# Фрагмент документа
★ ★ ★ ★

Христианская мудрость Бориса — красноречивый пример для русских князей. Через образ святого сына Владимира Киевская Церковь стремится внушить новую концепцию власти и новую мораль русской православной столице, всегда подвергавшейся опасности династических распрей. Более того, само могущество Владимира и его династии показано здесь как плод греха и мирских страстей. Лишь покорившись христианским законам, князья могут завоевать истинную славу. Этот аргумент помогает нам понять характер отношений между церковью и государством на Руси. В то время как проповедь Илариона отражает идею превосходства князя, который является источником религиозной истины, прославленного от рождения, хотя и из языческого рода, «Сказание» выражает идею: Русь — оплот истины, наследницей которой является православная славянская церковь. Очевидно, наше предположение не будет беспочвенным, если мы скажем, что идеологические волнения, из-за которых западное христианство узнало в XI в. борьбу за инвеституру и драму Каноссы, должны были получить определенный резонанс на Руси. Спор Ярослава Мудрого с Византией из-за назначения митрополита отражал тенденцию отнять у Константинополя оружие церковной инвеституры по аналогии полемики: Западная Империя — Рим. Нельзя, однако, исключить, что этот союз между славянской церковью и князьями Киева, оправданный общим желанием автономии, был лишь временным. Независимость Slavia Orthodoxa была доминирующей идеей, но внутри Руси все же всегда оставалась открытой проблема первенствующего источника власти. Церковь не хотела заменить подчинение Рюриковичам подчинением Византии, но, чтобы достичь фактической независимости от последней, стремилась использовать князей, уважающих авторитет Церкви («Какъ ли убо обряшюся тьгда? Кыи ли ми будеть ответъ? Къде ли съкрыю мъножьство греха моего?»[15]: Борис, кажется, боится чего-то похожего на отлучение от Церкви, нарушение христианского нравственного императива грозит ему перспективой изгнания его из отечественной духовной общности, превращением в изгоя).

★ ★ ★ ★

# Задание 1
Из-за чего, согласно фрагменту, у Ярослава Мудрого возник спор с Византией?
# Задание 2
Перечислите все исторические лица, которых фрагмент называет по имени.
# Задание 3
Изложите абзац фрагмента, начинающийся словами «Христианская мудрость Бориса», в виде краткого списка основных положений.
Опирайтесь исключительно на приведённый фрагмент.

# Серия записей
★ ★ ★ ★

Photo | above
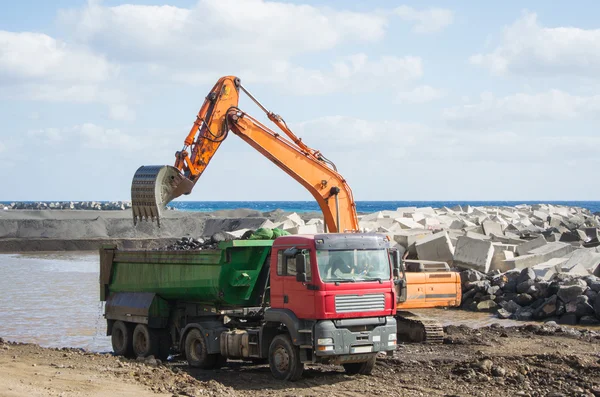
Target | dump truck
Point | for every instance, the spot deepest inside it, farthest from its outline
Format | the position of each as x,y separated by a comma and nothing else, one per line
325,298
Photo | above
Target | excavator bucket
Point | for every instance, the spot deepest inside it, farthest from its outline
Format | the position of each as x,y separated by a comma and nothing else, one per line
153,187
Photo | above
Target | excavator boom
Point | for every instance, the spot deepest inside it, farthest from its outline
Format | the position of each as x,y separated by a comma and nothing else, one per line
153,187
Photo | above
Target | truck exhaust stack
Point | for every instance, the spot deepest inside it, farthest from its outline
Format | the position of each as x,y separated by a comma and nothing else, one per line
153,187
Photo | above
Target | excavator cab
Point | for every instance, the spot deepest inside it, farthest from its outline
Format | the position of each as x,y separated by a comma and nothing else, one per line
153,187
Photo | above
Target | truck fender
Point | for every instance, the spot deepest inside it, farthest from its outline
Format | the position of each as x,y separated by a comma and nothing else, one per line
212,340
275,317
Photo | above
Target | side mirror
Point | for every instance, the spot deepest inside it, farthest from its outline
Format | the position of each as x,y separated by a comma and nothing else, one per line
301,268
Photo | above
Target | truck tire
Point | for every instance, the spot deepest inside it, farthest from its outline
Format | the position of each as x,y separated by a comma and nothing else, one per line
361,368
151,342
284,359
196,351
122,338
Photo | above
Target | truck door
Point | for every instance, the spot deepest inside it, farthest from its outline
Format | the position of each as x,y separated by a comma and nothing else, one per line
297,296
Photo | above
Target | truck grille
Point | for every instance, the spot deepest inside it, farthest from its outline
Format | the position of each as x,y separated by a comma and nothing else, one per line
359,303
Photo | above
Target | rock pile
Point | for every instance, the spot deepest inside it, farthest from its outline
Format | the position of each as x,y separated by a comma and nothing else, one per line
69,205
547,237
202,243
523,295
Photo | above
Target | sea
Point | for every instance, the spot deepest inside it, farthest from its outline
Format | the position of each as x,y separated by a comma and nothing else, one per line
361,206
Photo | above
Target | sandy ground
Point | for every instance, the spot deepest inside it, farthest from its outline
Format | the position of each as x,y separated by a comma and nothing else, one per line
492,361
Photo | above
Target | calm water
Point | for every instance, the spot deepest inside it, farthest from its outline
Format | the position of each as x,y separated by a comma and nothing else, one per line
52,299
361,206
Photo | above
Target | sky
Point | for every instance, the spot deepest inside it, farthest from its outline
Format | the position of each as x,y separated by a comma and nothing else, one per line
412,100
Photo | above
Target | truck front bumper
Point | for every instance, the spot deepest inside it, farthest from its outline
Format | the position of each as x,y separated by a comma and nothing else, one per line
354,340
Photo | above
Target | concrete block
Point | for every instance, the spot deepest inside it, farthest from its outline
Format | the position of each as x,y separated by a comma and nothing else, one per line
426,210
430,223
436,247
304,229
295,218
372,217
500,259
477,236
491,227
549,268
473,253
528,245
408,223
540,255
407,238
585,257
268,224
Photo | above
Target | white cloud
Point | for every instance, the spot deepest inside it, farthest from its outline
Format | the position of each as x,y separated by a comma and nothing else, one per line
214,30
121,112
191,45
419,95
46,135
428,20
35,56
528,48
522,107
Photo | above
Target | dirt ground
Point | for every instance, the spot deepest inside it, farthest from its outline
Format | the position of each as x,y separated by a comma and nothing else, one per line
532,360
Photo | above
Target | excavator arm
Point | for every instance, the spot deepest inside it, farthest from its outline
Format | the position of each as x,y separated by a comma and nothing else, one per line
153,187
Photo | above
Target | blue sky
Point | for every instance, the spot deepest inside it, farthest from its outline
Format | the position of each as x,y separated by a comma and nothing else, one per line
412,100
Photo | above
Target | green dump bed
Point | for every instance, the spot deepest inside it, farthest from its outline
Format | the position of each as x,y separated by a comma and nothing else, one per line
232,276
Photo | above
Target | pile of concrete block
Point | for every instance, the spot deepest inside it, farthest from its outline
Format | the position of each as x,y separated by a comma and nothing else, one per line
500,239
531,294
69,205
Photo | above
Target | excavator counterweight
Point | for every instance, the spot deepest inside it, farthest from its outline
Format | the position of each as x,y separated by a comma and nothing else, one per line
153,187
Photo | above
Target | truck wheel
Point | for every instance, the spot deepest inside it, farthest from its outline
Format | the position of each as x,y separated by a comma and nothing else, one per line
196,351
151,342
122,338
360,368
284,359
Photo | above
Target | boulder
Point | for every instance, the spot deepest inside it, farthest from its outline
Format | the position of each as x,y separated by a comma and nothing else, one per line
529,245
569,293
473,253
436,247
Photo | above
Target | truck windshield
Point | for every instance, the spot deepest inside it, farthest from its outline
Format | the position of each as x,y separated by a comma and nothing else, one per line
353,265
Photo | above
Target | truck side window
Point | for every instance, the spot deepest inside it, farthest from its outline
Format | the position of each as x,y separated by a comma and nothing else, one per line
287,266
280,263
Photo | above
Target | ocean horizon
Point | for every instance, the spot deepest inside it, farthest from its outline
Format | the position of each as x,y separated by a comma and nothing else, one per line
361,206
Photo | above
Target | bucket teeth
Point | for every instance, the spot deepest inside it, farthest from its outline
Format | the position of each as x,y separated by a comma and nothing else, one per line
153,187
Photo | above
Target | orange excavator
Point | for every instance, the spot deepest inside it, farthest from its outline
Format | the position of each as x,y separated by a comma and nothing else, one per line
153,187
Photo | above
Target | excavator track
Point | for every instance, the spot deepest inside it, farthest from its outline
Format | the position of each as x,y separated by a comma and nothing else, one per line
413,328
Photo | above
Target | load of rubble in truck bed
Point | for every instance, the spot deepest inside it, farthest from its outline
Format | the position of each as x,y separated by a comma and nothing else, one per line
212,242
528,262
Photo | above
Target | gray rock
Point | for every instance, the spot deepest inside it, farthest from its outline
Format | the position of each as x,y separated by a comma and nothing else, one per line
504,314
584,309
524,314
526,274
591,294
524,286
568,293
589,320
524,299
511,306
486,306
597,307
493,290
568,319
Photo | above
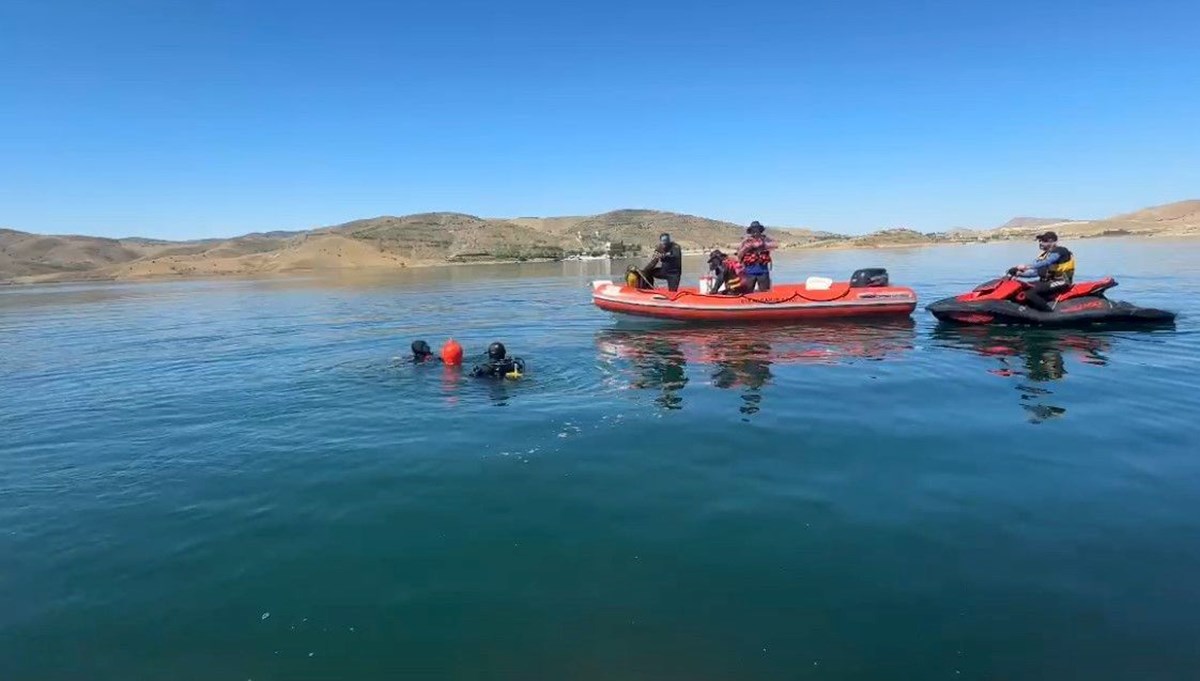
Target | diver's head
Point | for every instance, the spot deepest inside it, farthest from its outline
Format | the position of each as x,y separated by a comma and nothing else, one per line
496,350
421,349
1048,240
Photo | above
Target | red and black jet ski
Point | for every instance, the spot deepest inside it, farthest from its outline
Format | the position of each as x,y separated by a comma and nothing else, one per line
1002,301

★ ★ ★ ★

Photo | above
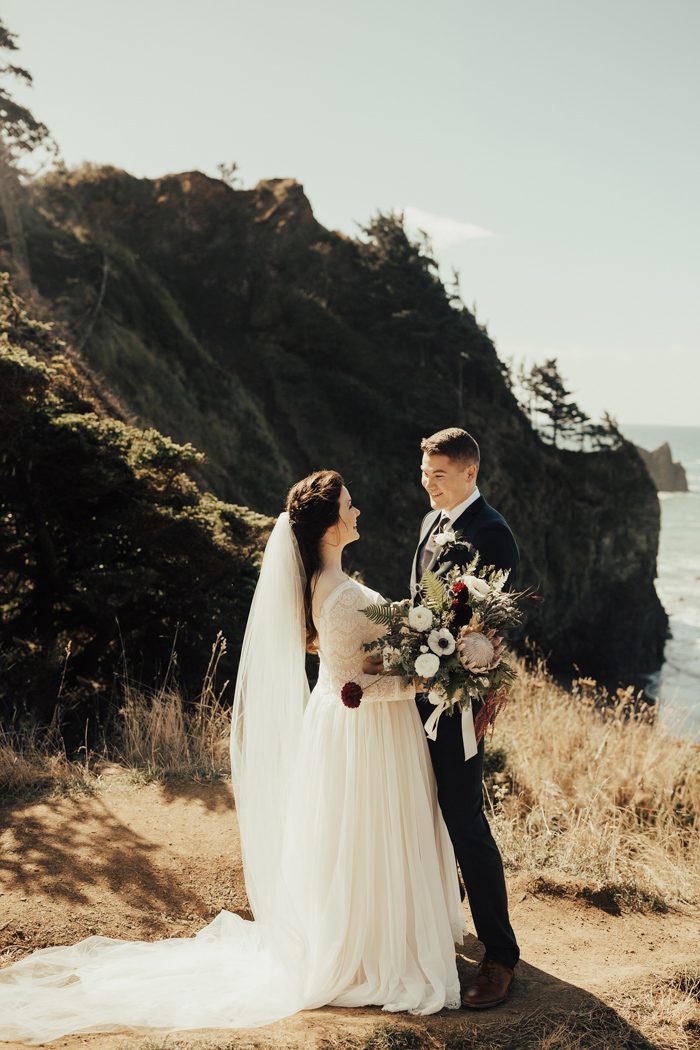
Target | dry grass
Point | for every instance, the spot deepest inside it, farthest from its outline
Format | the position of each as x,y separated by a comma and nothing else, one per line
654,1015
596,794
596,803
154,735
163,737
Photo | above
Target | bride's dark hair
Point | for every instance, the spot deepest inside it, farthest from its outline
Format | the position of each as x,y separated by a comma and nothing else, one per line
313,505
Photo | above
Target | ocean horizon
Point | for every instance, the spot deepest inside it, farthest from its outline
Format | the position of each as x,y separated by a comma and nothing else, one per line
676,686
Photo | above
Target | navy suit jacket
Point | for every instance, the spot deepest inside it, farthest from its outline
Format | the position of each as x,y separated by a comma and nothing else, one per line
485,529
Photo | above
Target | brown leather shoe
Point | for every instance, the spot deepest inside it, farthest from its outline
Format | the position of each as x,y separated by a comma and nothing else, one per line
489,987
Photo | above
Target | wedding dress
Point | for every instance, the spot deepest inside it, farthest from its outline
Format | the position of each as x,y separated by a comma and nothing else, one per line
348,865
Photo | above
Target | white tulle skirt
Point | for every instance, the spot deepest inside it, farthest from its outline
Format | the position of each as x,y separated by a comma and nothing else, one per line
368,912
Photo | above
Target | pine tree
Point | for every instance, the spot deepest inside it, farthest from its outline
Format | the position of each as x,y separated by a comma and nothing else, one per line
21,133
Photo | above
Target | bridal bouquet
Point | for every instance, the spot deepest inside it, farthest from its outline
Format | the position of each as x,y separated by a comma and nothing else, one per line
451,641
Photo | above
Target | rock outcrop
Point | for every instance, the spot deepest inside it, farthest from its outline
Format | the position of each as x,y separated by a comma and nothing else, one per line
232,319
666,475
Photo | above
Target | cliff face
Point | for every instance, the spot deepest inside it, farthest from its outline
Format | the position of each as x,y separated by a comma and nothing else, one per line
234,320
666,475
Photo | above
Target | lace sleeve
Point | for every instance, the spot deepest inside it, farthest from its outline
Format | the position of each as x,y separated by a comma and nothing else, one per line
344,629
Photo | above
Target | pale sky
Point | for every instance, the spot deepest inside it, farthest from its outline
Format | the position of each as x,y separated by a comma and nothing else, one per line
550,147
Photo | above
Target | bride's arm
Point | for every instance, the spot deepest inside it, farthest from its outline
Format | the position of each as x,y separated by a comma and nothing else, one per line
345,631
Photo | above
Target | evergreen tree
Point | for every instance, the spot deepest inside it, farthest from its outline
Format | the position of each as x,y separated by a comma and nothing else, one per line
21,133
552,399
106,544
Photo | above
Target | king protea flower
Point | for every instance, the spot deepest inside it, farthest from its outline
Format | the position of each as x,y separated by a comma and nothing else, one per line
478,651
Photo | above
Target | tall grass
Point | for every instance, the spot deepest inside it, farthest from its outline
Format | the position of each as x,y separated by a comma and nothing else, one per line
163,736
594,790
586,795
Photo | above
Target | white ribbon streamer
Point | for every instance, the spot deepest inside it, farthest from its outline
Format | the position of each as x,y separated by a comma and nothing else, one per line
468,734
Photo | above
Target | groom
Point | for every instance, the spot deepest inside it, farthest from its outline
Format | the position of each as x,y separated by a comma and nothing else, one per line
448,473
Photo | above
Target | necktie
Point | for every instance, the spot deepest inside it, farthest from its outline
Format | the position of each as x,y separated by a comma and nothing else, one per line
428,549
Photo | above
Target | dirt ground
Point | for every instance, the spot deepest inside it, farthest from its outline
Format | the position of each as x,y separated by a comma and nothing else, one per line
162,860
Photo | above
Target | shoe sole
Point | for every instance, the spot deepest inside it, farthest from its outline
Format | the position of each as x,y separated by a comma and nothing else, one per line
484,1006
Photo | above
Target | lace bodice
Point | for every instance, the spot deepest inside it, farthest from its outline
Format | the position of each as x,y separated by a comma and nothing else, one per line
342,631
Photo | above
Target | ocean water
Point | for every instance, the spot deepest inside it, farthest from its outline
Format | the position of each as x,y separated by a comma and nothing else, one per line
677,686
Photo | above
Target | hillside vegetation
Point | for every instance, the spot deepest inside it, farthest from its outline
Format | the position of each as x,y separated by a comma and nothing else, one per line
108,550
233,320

★ ★ ★ ★

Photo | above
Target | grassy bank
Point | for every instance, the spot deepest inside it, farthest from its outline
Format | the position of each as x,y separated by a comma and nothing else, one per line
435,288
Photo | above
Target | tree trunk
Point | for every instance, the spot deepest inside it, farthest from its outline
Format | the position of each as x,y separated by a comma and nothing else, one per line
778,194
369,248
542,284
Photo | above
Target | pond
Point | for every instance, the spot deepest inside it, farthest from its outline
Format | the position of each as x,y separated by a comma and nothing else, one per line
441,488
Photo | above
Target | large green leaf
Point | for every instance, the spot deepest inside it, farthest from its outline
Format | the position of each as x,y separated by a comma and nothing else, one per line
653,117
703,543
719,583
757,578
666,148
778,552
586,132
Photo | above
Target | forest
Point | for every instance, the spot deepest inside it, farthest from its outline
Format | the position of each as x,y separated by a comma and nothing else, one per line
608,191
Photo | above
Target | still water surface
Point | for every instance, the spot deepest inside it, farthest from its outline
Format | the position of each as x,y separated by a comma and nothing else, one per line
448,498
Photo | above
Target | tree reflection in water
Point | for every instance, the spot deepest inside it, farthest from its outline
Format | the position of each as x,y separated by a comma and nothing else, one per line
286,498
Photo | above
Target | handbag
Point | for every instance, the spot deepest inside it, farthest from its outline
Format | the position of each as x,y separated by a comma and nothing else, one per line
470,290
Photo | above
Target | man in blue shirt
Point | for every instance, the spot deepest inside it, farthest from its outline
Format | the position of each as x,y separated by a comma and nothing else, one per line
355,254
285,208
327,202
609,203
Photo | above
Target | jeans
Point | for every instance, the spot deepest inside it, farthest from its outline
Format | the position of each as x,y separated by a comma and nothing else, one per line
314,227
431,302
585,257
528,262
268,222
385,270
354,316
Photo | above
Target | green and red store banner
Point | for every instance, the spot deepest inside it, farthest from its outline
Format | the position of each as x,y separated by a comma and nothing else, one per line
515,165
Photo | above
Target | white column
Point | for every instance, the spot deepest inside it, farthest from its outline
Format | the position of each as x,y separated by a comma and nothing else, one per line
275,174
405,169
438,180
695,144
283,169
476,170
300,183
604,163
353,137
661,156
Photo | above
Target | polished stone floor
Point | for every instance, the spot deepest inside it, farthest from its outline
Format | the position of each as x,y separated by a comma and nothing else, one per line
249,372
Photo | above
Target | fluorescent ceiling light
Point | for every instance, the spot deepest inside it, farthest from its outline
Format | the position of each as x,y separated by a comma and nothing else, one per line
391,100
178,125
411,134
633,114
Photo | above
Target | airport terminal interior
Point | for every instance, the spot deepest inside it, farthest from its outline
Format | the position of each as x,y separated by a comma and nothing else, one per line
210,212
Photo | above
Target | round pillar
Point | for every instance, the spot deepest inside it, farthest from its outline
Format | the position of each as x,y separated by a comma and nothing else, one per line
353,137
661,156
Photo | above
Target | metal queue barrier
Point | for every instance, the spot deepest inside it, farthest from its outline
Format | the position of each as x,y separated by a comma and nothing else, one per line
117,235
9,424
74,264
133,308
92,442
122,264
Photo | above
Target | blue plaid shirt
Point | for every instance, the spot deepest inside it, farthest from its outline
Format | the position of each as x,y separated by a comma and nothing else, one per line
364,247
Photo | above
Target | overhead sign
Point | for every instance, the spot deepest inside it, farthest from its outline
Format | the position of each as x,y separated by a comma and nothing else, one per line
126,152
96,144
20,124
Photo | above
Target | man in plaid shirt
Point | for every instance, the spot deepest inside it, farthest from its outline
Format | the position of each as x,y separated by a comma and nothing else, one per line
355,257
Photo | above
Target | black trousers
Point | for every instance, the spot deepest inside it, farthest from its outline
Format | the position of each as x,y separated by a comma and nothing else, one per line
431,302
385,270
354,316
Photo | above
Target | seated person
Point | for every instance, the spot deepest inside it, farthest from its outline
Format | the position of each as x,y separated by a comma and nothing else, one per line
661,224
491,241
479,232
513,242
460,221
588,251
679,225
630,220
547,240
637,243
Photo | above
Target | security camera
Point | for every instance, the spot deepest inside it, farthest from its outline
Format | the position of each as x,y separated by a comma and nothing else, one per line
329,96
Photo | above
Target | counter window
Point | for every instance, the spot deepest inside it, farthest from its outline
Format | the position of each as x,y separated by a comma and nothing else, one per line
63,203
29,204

★ ★ ★ ★

# Ожидаемый ответ 1
Из-за назначения митрополита.

# Ожидаемый ответ 2
Борис, Владимир, Иларион, Ярослав Мудрый.

# Ожидаемый ответ 3
- Через образ Бориса, сына Владимира, Киевская Церковь внушает князьям новую концепцию власти и новую мораль.
- Могущество Владимира и его династии представлено как плод греха и мирских страстей. Истинной славы князья достигают лишь покорностью христианским законам.
- Проповедь Илариона отражает идею превосходства князя как источника религиозной истины. «Сказание» же видит в Руси оплот истины, наследница которой — православная славянская церковь.
- Западные идеологические волнения XI в. (борьба за инвеституру, драма Каноссы) предположительно получили резонанс на Руси.
- Спор Ярослава Мудрого с Византией о назначении митрополита отражал стремление отнять у Константинополя оружие церковной инвеституры.
- Союз славянской церкви и киевских князей ради автономии мог быть временным: проблема первенствующего источника власти внутри Руси оставалась открытой.
- Стремясь к фактической независимости от Византии, Церковь опиралась на князей, уважающих её авторитет. Борис боится чего-то похожего на отлучение и изгнание из духовной общности.